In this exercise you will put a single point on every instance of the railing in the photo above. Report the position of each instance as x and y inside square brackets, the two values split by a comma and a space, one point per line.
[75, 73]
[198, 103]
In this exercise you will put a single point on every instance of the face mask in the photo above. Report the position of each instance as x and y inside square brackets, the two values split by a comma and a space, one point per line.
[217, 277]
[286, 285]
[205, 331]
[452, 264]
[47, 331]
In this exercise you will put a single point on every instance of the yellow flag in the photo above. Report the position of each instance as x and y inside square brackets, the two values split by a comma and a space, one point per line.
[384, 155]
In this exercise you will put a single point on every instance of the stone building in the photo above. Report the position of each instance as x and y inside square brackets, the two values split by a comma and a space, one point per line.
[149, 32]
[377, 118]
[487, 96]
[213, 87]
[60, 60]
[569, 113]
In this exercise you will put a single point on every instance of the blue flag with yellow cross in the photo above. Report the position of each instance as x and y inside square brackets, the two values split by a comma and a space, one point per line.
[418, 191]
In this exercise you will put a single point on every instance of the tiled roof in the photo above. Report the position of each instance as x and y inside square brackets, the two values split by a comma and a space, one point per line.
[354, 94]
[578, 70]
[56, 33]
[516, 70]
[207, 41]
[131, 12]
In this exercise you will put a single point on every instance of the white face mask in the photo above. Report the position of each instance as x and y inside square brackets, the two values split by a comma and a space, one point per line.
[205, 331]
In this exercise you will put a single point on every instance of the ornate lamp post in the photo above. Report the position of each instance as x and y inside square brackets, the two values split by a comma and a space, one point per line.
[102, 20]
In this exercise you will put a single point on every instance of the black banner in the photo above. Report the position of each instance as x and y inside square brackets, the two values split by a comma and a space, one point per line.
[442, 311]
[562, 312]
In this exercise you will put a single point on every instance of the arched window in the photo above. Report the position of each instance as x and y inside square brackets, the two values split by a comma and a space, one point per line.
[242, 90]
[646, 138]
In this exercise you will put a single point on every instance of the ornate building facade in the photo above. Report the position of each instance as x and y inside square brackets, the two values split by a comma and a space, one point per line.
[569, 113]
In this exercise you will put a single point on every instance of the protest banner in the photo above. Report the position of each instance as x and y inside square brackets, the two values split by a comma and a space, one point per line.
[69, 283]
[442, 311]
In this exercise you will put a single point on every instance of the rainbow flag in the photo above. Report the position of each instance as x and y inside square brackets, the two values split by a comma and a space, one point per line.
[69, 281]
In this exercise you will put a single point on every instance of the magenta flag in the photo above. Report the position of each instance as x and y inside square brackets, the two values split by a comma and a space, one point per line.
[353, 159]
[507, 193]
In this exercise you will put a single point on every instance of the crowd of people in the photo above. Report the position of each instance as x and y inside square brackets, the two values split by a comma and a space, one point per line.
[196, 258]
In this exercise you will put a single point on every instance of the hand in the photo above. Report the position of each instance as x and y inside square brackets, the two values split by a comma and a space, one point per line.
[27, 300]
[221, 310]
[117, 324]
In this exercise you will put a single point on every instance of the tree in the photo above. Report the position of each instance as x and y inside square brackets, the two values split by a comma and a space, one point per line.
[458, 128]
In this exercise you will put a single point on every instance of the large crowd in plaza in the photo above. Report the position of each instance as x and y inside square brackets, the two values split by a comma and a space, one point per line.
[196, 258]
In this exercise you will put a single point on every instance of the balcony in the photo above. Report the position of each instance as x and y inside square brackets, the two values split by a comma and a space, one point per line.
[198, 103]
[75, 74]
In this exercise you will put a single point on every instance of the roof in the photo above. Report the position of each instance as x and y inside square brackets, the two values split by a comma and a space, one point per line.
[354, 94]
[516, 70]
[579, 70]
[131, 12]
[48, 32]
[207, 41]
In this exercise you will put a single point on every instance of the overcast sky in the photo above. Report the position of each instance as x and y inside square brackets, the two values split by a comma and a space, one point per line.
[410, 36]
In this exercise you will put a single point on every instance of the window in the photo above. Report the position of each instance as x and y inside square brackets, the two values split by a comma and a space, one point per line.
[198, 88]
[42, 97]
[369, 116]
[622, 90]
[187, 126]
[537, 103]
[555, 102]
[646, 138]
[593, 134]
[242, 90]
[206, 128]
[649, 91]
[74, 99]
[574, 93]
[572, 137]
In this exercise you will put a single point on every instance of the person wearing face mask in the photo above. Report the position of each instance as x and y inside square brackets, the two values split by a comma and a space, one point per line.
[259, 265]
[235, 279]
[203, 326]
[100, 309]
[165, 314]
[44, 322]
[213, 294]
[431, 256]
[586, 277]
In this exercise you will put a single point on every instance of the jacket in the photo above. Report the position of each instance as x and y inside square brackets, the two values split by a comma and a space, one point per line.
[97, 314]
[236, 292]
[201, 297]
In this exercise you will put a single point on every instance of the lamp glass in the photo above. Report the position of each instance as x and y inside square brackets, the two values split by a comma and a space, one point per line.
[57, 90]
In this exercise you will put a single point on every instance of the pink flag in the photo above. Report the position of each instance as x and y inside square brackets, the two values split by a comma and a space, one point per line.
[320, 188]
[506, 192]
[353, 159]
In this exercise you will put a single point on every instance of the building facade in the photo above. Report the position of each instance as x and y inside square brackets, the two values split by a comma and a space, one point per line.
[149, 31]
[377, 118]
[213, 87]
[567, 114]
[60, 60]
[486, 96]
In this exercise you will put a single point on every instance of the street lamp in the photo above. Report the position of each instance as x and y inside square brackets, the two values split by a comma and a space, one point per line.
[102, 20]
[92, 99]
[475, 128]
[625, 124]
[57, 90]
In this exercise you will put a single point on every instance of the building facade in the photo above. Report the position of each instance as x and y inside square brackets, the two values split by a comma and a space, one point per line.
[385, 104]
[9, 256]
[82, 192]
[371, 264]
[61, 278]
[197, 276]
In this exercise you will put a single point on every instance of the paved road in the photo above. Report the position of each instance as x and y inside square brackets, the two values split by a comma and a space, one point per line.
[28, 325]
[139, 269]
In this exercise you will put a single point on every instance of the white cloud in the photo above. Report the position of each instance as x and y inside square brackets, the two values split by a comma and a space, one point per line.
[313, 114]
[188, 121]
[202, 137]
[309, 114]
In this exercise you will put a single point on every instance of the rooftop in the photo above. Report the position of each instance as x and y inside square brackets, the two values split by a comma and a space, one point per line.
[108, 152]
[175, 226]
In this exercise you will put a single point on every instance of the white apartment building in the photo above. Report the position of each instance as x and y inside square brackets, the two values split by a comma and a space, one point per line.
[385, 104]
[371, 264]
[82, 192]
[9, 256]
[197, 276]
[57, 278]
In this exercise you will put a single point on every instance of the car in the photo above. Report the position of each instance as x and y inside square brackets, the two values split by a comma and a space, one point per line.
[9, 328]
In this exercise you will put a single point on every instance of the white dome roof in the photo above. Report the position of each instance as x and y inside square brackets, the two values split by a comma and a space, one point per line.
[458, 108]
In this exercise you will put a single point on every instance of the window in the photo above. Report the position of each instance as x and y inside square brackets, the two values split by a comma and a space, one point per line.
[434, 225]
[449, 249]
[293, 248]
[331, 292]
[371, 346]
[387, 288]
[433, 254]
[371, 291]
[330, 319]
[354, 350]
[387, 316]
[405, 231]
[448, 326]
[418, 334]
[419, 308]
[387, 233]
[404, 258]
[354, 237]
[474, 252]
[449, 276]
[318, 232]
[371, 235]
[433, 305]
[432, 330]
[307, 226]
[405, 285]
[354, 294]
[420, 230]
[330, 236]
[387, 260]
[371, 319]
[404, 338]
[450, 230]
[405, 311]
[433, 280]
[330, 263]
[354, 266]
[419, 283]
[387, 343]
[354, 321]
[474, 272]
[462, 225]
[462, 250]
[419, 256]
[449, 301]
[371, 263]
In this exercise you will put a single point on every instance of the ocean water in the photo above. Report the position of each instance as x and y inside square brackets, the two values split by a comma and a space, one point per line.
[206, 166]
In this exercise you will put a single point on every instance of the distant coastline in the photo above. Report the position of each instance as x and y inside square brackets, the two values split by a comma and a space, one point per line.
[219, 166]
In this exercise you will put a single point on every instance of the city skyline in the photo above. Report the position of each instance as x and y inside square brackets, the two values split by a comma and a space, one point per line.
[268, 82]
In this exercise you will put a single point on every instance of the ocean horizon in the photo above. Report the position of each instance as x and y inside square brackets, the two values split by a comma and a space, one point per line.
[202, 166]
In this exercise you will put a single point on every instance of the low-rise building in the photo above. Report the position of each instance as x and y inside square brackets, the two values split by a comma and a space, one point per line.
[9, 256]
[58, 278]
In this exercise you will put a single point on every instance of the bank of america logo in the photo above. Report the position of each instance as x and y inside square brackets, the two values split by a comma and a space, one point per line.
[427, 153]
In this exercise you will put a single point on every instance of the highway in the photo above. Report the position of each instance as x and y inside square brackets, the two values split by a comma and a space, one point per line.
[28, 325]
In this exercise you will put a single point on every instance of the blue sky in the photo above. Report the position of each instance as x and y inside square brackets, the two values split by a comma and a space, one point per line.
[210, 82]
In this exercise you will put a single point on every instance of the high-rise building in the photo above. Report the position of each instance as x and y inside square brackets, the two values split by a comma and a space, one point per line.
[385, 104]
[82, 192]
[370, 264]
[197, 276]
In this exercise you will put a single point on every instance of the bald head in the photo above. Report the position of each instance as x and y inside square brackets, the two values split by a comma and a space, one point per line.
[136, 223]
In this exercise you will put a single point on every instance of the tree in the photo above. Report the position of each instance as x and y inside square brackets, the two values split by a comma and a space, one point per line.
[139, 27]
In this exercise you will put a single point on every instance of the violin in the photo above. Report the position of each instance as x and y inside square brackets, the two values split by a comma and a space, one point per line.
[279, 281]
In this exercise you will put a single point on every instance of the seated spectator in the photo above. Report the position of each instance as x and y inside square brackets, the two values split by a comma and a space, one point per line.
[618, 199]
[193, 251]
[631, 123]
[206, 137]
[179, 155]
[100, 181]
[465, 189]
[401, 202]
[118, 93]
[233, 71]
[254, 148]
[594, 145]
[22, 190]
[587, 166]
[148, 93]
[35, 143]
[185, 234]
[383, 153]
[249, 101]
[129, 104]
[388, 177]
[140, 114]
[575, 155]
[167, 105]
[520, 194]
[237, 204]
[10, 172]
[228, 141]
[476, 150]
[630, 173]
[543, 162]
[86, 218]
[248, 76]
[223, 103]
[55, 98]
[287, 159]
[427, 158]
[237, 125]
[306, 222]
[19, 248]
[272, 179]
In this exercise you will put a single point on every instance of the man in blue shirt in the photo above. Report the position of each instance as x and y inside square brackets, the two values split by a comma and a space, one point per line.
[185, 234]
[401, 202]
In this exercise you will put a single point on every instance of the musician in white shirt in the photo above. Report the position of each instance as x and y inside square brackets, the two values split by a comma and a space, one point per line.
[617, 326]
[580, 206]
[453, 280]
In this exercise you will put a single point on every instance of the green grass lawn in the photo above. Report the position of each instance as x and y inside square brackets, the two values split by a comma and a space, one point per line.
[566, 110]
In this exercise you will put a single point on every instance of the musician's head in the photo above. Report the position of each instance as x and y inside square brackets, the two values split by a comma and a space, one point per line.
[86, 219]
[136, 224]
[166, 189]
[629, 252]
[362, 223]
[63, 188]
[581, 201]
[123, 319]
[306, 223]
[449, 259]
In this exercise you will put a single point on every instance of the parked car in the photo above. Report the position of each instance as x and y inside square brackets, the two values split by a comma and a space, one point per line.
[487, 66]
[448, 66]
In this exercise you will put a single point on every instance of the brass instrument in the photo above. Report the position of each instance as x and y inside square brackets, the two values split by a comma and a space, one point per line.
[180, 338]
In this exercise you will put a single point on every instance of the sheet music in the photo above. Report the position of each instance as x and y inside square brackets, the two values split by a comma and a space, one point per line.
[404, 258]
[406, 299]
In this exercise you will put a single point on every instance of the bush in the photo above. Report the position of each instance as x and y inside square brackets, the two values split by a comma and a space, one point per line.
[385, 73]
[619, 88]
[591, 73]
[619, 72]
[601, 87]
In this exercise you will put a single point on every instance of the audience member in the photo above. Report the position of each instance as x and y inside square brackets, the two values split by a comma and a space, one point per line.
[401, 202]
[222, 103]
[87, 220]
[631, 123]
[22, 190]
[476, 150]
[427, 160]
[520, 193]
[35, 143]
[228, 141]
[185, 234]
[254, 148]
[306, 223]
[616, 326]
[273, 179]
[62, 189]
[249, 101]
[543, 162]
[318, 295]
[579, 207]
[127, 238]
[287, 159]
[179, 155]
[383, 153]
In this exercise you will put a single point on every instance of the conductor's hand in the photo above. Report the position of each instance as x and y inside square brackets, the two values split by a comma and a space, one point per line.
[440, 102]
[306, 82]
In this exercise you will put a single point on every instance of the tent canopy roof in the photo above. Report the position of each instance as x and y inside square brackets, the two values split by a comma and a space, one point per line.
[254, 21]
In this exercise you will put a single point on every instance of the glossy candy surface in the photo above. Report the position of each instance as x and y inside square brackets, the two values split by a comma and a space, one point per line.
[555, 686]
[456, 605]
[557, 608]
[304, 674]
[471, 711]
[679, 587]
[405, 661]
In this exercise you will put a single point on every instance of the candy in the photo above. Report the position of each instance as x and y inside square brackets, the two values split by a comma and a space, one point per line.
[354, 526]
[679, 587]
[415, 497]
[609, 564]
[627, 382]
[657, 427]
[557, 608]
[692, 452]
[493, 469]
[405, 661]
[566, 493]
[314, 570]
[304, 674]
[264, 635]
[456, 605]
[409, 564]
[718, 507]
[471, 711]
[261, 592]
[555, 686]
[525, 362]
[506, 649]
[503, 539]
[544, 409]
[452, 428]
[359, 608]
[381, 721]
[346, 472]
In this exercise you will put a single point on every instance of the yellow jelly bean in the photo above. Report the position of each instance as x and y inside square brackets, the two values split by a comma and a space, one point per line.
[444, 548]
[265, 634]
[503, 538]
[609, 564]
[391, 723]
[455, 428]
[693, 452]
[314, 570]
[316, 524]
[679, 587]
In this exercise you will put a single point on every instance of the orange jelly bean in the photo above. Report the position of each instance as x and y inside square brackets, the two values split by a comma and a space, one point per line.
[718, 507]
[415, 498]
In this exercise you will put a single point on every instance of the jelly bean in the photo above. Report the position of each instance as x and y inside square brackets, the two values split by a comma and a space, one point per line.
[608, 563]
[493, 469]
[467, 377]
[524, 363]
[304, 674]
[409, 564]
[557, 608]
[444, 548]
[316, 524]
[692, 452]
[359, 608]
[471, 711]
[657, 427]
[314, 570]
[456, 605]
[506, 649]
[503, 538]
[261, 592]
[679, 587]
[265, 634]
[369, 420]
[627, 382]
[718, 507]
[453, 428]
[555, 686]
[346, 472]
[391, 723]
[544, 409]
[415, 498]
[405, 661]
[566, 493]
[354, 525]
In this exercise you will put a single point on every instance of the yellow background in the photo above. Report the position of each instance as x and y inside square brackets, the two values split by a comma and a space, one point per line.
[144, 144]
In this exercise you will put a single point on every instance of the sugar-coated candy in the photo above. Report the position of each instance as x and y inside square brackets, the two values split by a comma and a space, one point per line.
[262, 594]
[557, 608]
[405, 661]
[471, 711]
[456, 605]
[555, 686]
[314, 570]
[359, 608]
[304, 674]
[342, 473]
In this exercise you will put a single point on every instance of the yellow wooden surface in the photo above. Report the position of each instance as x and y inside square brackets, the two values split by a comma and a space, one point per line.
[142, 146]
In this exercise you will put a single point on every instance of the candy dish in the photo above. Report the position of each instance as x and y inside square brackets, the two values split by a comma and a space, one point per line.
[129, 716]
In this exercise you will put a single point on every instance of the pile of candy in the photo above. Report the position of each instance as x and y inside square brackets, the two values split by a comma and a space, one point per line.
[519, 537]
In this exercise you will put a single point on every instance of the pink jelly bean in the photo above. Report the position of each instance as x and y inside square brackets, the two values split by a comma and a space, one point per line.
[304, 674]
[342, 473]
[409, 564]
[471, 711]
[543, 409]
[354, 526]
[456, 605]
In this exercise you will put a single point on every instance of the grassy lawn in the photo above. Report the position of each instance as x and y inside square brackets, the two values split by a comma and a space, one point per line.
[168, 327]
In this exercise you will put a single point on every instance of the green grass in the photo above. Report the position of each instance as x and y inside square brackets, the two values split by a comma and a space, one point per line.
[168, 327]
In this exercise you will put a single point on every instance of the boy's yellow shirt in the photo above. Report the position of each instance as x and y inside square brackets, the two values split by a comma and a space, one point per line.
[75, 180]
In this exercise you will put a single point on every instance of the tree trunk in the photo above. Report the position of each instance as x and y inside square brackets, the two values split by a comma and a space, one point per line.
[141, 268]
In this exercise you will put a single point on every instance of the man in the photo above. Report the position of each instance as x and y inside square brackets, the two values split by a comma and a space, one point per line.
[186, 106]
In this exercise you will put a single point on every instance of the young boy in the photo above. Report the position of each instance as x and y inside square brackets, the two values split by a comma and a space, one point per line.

= = =

▸ The problem: From the line that contains "the man in the" down to the last line of the listing above, repeat each line exactly, and include nothing else.

▸ Exercise response:
In this exercise you will put a single point on every instance of the man in the photo above. Report the position of each instance as x and y inside square brackets, the two values split by a comma and a space, one point per line.
[186, 106]
In this exercise you will put a single point on every instance of the young boy in the photo above. Report the position of each instance as x and y inside square brackets, the two values split by a comma and a space, one point per line.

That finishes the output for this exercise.